◆ DATA SECTION

Segment Open

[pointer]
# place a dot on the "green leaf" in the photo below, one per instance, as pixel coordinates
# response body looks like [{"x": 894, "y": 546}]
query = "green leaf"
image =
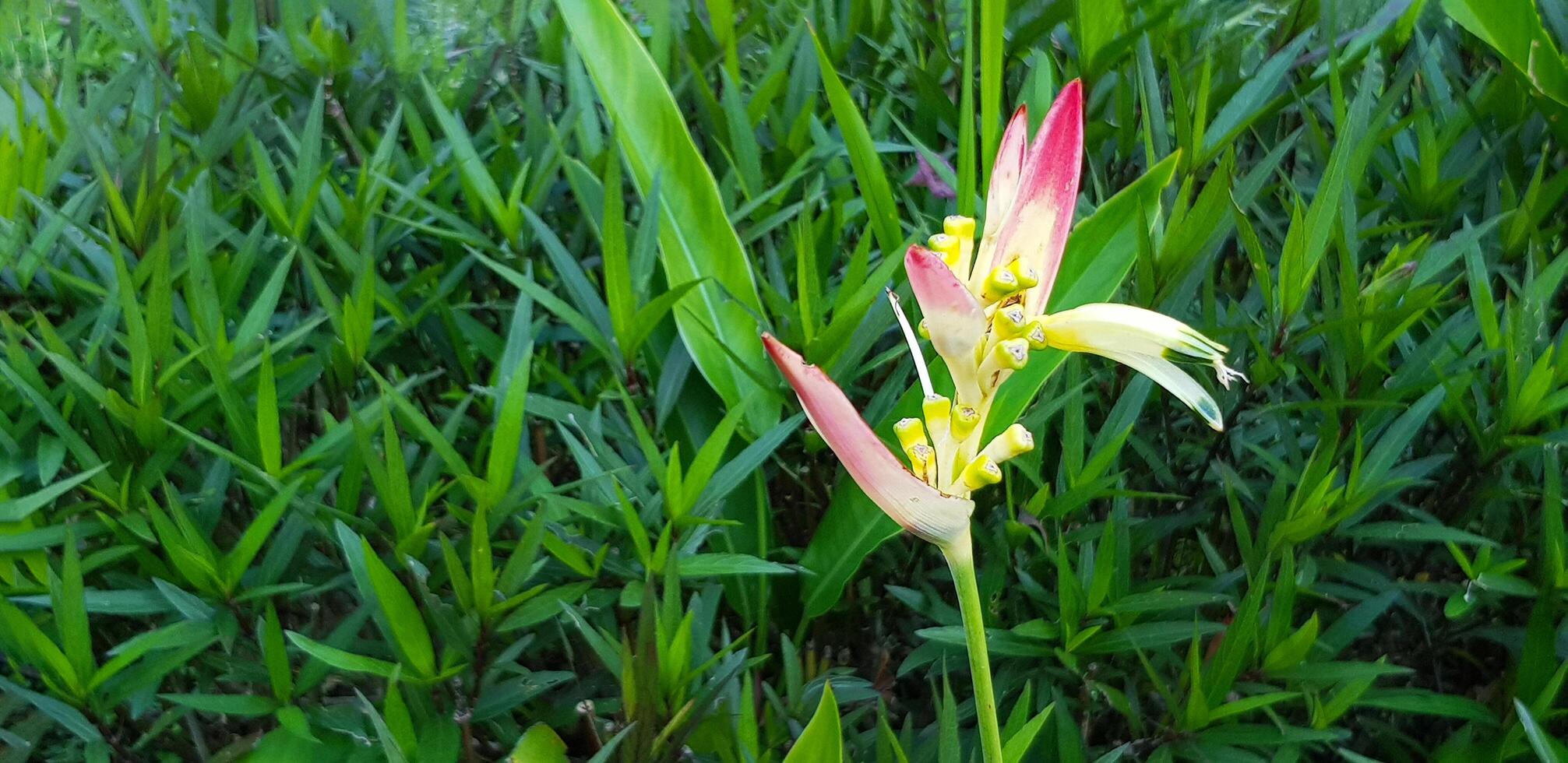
[
  {"x": 267, "y": 428},
  {"x": 1294, "y": 649},
  {"x": 820, "y": 741},
  {"x": 696, "y": 240},
  {"x": 403, "y": 622},
  {"x": 65, "y": 715},
  {"x": 1513, "y": 29},
  {"x": 339, "y": 659},
  {"x": 244, "y": 705},
  {"x": 707, "y": 564},
  {"x": 16, "y": 510},
  {"x": 538, "y": 744},
  {"x": 863, "y": 157}
]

Segment Closed

◆ THE PROBLEM
Lines from the one with "# place a dot" through the final line of the listing above: copy them exactly, both ends included, and omit every picture.

◆ RESPONSE TO THIS EXERCISE
# place a dot on the "green leaf" in the photo below, one per instance, as pixel coordinates
# response body looks like [{"x": 894, "y": 546}]
query = "green leaf"
image =
[
  {"x": 267, "y": 428},
  {"x": 1294, "y": 649},
  {"x": 820, "y": 741},
  {"x": 696, "y": 240},
  {"x": 403, "y": 622},
  {"x": 65, "y": 715},
  {"x": 1513, "y": 29},
  {"x": 339, "y": 659},
  {"x": 244, "y": 705},
  {"x": 707, "y": 564},
  {"x": 16, "y": 510},
  {"x": 538, "y": 744},
  {"x": 863, "y": 157}
]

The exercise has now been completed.